━━━ Selected text

Although the required industry knowledge was watered down in the Securities and Exchange Commission's final version of the rules, such knowledge can still be crucial. In highly regulated industries such as insurance or banking, someone with experience as the CEO or CFO of a manufacturing company may meet the SEC's definition of a financial expert, but be baffled by industry-specific arcana. Similarly, someone with domestic experience could be bewildered on the audit committee of a company engaged in currency hedging. These companies may provide specialized training to the members of the audit committee and can select audit-committee members whose experiences are complementary.
With respect to whether designation as a financial expert places a bull's-eye on that person, the courts will give deference to the SEC's expertise and its inclusion of a safe harbor under the rules. The financial expert will have no greater degree of responsibility than other members of the audit committee or board.
Allison D. Garrett
Associate Professor of Law
Thomas Goode Jones School of Law
"Can You Spot the Finance Expert?" contained inaccurate and misleading information about Procter & Gamble's audit-committee chair, Mr. John Smith.
Mr. Smith is more than qualified to serve in this capacity. He meets SEC and P&G guidelines, having served as assistant treasurer and comptroller of General Motors Corp. Beyond these roles, Mr. Smith served in supervisory capacities of others in senior financial roles, including GM's CFO, while serving as the company's CEO and president.
Mr. Smith is both independent and an audit-committee financial expert as that term is defined in SEC guidelines. He has not merely relied on his prior financial experience to fulfill his obligation as audit-committee chair and financial expert, but has been a driving force behind providing financial training to all audit-committee members. Further, Mr. Smith has spent time in one of our major Accounting Service Center facilities in Costa Rica to observe our accounting systems and controls on the ground.
Clayton C. Daley Jr.
Chief Financial Officer
The Procter & Gamble Co.
Can — Or Should?
I enjoyed "Secrets of the M&A Masters" (September), and agreed with many of the article's observations. However, I think you missed a subtle but important characteristic of the masters' approach to mergers and acquisitions: they view M&A as an integrated process, from deal identification and evaluation to due diligence to negotiation of the definitive agreement and on through postclosing integration.
While each of the "secrets" is practiced by these masters, and likely should be emulated by those organizations striving to improve their own M&A processes, it is the integrated process that consistently delivers above-average success. For example, without frequent communication between the organization's business units, corporate strategy group, and M&A group, it is next to impossible for an organization to "never stop shopping," because it will only identify opportunistic deals that fall in its lap or deals brought to it by an investment banker.
In addition, while the application of hurdle rates is important, consistent application of the same hurdle rates across all potential deals is the only way to truly allocate resources, including capital and management and deal-team time. There will always be transactions that fail the hurdle rates and still should be pursued, but if all deals are evaluated against a single yardstick, the justifications for pursuing those exceptions will be more thoughtful and robust.
The masters also approach due diligence as much more than the simple confirmation of financial data. The due-diligence and deal teams constantly look for deal stoppers and deal shapers, as well as issues that will have an impact on the postclosing integration process.

━━━━━━

Directions:
1 > Please rewrite the paragraph of the letters above that begins "Mr. Smith is both independent" as a short bulleted list that keeps its main facts.
2 > Decide whether each statement agrees with the letters above. Answer yes or no, and quote the words from the letters that settle it.
(a) A designated financial expert carries more responsibility than the other audit-committee members.
(b) Mr. Smith was once assistant treasurer and comptroller of General Motors Corp.
(c) The M&A masters treat due diligence as simple confirmation of financial data.
3 > Answer these questions using the letters above.
(a) Which highly regulated industries does the law professor's letter name?
(b) In which country is the Accounting Service Center facility that Mr. Smith visited?
(c) Which month is given for "Secrets of the M&A Masters"?

━━━ Excerpted records

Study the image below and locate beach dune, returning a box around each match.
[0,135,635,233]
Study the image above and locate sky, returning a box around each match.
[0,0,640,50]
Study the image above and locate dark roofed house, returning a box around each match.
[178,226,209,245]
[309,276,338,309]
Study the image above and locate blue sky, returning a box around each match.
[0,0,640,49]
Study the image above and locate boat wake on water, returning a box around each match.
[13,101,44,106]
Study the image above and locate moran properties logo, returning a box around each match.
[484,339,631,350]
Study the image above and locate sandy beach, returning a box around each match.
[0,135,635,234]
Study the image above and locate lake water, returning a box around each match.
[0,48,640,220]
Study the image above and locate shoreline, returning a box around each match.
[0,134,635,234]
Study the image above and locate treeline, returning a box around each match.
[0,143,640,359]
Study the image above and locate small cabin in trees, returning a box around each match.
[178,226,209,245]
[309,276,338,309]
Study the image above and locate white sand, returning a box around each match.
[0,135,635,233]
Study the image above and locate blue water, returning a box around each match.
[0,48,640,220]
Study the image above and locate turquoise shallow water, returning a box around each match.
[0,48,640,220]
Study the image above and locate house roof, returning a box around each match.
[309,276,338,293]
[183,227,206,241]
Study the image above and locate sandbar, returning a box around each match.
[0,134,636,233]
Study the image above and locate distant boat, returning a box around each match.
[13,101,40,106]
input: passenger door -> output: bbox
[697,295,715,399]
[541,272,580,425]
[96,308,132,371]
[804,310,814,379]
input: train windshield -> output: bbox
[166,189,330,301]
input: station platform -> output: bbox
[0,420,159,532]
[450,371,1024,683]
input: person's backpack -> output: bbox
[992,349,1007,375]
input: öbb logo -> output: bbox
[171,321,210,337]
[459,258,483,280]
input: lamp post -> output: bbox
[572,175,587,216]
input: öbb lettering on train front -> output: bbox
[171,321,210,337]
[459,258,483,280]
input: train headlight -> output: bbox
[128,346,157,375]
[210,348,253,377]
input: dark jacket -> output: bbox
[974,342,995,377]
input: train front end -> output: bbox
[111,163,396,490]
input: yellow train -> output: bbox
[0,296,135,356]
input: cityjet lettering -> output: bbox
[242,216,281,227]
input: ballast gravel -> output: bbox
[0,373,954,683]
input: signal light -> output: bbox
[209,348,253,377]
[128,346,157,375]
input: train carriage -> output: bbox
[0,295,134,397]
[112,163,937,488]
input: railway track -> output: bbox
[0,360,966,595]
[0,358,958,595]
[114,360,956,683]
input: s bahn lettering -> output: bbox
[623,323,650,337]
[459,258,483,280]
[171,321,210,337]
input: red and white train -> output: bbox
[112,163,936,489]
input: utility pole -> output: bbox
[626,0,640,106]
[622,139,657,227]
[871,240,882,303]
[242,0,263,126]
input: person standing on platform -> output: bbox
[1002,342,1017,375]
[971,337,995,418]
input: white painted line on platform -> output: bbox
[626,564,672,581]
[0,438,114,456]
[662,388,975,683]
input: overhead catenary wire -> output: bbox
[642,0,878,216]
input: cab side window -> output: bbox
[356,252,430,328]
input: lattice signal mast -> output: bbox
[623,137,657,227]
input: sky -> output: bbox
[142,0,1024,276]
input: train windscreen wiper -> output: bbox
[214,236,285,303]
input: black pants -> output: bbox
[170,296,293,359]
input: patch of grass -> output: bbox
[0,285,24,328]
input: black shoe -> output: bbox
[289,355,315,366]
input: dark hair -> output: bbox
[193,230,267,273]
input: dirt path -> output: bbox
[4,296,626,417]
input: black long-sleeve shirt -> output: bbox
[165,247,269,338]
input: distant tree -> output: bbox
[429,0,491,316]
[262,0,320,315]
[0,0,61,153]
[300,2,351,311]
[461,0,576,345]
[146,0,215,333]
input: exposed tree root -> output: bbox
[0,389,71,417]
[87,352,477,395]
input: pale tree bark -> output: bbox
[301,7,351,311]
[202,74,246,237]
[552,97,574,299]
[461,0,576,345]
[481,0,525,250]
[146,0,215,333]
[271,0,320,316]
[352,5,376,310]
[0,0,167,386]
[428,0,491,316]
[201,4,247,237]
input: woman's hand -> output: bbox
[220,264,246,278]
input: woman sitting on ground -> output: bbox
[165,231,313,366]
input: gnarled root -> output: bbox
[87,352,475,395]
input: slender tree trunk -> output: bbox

━━━━━━

Task-by-task outputs:
1 >
- Mr. Smith is independent and qualifies as an audit-committee financial expert under SEC guidelines.
- Rather than relying only on his past financial experience, he has driven the effort to give financial training to all audit-committee members.
- He spent time at one of the major Accounting Service Center facilities in Costa Rica to observe accounting systems and controls firsthand.

2 >
(a) No: "The financial expert will have no greater degree of responsibility than other members of the audit committee or board."
(b) Yes: "having served as assistant treasurer and comptroller of General Motors Corp."
(c) No: "The masters also approach due diligence as much more than the simple confirmation of financial data."

3 >
(a) Insurance and banking.
(b) Costa Rica.
(c) September.